● **TESTO PROPOSTO**
......

Floyd in un recinto con la paglia, da solo anche di notte, al freddo, rischiando anche di andare sotto a una macchina???
Ma non esisteva proprio! Per fortuna i candidati adottanti, visti i problemi con la recinzione troppo bassa e i troppi impegni da pensionati, ci ripensavano e rinunciavano a Floyd.
Tiravo un respiro di sollievo e dopo qualche giorno di indecisione, sentendo chi era pro adozione “per il tuo e il suo bene” e chi contro “come puoi abbandonare il tuo cane, sei senza cuore”, mandavo tutti a quel paese e decidevo che io e Floyd, da quel momento, ci saremmo arrangiati da soli.
Intanto la mia vita sociale si era notevolmente ridimensionata, uscivo solo con due amiche, felici detentrici di cani e amanti di animali in genere, che riuscivano anche (incredibilmente) a stare volentieri con Floyd, e con un vicino di casa, diventato un mio caro amico, che aveva una dobermann marrone di cui era totalmente innamorato e che quindi capiva bene il mio attaccamento morboso per Floyd.
Per qualche tempo ho frequentato anche una persona molto dolce e paziente che, in molte occasioni, mi ha dato una mano a superare le crisi di pianto quando al rientro a casa trovavo la devastazione totale. Tra le tante atre cose, ad esempio, mi ha riparato i battiscopa che Floyd aveva divelto dal muro: mi ha sempre dato sostegno e conforto quando ero nella fase “Odio questo cane, ma non posso vivere senza di lui!”. Fase che, per la precisione, ha avuto la durata di circa un anno.

......

(Voci di dati memorizzate)
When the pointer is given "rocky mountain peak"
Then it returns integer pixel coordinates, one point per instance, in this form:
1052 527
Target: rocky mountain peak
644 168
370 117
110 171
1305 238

......

● **CONSEGNA**
Riscrivi il testo su Floyd tra "Ma non esisteva" e "morboso per Floyd.", estremi inclusi, sostituendo "dobermann" con "labrador".

● **RISPOSTA**
Ma non esisteva proprio! Per fortuna i candidati adottanti, visti i problemi con la recinzione troppo bassa e i troppi impegni da pensionati, ci ripensavano e rinunciavano a Floyd.
Tiravo un respiro di sollievo e dopo qualche giorno di indecisione, sentendo chi era pro adozione “per il tuo e il suo bene” e chi contro “come puoi abbandonare il tuo cane, sei senza cuore”, mandavo tutti a quel paese e decidevo che io e Floyd, da quel momento, ci saremmo arrangiati da soli.
Intanto la mia vita sociale si era notevolmente ridimensionata, uscivo solo con due amiche, felici detentrici di cani e amanti di animali in genere, che riuscivano anche (incredibilmente) a stare volentieri con Floyd, e con un vicino di casa, diventato un mio caro amico, che aveva una labrador marrone di cui era totalmente innamorato e che quindi capiva bene il mio attaccamento morboso per Floyd.